#### Page extract
--------

Note 8—Revenue Recognition Policy

        Following is a description of our revenue recognition policy:

        Gathering, Marketing, Terminalling and Storage Segment Revenues.    Revenues from crude oil and LPG sales are recognized at the time title to the product sold transfers to the purchaser, which occurs upon receipt of the product by the purchaser. All sales of crude oil and LPG are booked gross except in the case of barrel exchanges that are net settled. Terminalling and storage revenues, which are classified as Other revenues on the income statement, consist of (i) storage fees from actual storage used on a month-to-month basis; (ii) storage fees resulting from short-term and long-term contracts for committed space that may or may not be utilized by the customer on a given month; and (iii) terminal throughput charges to pump crude oil to connecting carriers. Revenues on storage are recognized ratably over the term of the contract. Terminal throughput charges are recognized as the crude oil exits the terminal and is delivered to the connecting crude oil carrier. Any throughput volumes in transit at the end of a given month are treated as third-party inventory and do not incur storage fees. All terminalling and storage revenues are based on actual volumes and rates.

--------

#### Material provided

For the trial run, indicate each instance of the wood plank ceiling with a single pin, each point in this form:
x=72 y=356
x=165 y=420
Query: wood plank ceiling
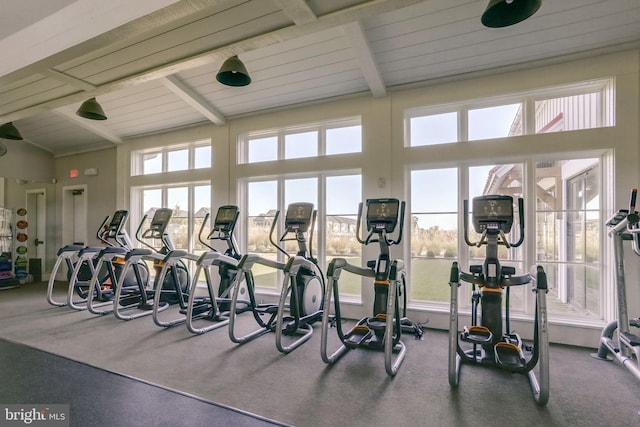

--------

#### Short exercise 1
From the revenue recognition note, list the three components that make up terminalling and storage revenues.
#### Short exercise 2
Decide whether each statement agrees with the revenue recognition note, answering yes or no and quoting the words that settle it: (a) Revenue from crude oil and LPG sales is recognized when the purchaser receives the product. (b) Barrel exchanges that are net settled are booked gross. (c) Throughput volumes in transit at the end of a month incur storage fees.
#### Short exercise 3
According to the revenue recognition note, over what period are revenues on storage recognized?

#### Task result 1
1. Storage fees from actual storage used on a month-to-month basis
2. Storage fees from short-term and long-term contracts for committed space that may or may not be utilized by the customer in a given month
3. Terminal throughput charges to pump crude oil to connecting carriers

#### Task result 2
(a) Yes: "which occurs upon receipt of the product by the purchaser"
(b) No: "All sales of crude oil and LPG are booked gross except in the case of barrel exchanges that are net settled."
(c) No: "are treated as third-party inventory and do not incur storage fees"

#### Task result 3
They are recognized ratably over the term of the contract.